**AIM OF THE EXERCISE**
How many lines in the entries below include the string "burner"? Answer with the number only.

RECORDS SHOWN Block Start

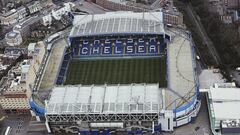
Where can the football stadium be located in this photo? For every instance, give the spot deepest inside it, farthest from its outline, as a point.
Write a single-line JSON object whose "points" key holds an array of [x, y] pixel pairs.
{"points": [[124, 72]]}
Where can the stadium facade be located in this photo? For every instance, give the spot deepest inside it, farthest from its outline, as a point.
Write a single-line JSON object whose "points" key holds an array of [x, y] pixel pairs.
{"points": [[135, 108]]}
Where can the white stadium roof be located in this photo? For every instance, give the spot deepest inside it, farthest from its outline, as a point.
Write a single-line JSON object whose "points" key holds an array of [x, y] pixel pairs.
{"points": [[112, 99], [118, 23], [181, 74]]}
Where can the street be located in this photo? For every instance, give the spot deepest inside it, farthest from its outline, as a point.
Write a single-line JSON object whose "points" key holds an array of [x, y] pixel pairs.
{"points": [[204, 35]]}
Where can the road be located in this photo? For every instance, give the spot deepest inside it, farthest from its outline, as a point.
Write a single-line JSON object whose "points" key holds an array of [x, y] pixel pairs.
{"points": [[91, 8], [204, 35]]}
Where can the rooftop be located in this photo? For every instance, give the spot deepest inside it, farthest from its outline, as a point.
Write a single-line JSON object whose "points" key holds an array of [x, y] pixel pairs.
{"points": [[12, 34], [118, 22], [134, 98], [224, 102], [181, 75]]}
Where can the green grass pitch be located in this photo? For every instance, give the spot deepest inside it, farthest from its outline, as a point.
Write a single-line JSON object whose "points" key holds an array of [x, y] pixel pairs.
{"points": [[114, 71]]}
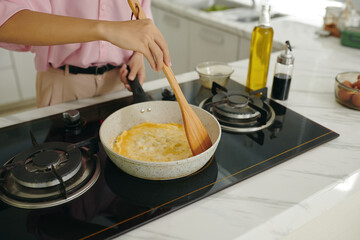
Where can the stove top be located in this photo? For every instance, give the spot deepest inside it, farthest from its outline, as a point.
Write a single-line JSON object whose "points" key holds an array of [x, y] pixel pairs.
{"points": [[109, 202]]}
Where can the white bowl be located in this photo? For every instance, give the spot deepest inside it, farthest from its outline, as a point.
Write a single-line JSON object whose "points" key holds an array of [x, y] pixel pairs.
{"points": [[211, 71]]}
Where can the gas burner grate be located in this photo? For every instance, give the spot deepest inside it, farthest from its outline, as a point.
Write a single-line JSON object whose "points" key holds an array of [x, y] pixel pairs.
{"points": [[239, 111], [48, 174]]}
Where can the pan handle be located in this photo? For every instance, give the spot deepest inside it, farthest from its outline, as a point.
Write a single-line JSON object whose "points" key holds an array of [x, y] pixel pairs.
{"points": [[139, 94]]}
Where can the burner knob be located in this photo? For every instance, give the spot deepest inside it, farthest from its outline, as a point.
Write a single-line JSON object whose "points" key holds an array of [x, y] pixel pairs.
{"points": [[71, 116], [72, 121], [168, 94]]}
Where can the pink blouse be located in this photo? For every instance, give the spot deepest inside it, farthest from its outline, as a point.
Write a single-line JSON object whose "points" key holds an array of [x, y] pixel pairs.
{"points": [[83, 55]]}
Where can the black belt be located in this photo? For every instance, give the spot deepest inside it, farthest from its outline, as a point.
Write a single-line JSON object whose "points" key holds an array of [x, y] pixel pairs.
{"points": [[90, 70]]}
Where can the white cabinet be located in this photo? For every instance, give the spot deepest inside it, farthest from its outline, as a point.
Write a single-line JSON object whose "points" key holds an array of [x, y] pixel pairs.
{"points": [[8, 87], [210, 44], [5, 61], [26, 74], [17, 77]]}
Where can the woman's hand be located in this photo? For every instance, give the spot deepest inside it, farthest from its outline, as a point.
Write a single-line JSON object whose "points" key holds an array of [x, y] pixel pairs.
{"points": [[137, 68], [140, 36]]}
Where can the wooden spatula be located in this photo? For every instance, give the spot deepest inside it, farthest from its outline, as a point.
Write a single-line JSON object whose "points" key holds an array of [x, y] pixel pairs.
{"points": [[196, 133]]}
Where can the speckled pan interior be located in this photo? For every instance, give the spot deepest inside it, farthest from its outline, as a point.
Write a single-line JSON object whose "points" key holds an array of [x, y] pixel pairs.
{"points": [[160, 112]]}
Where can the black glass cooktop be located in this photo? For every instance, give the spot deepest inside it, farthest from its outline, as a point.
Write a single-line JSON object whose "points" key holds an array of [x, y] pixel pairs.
{"points": [[118, 203]]}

RECORDS SHOWN Block End

**COMPLETED TASK**
2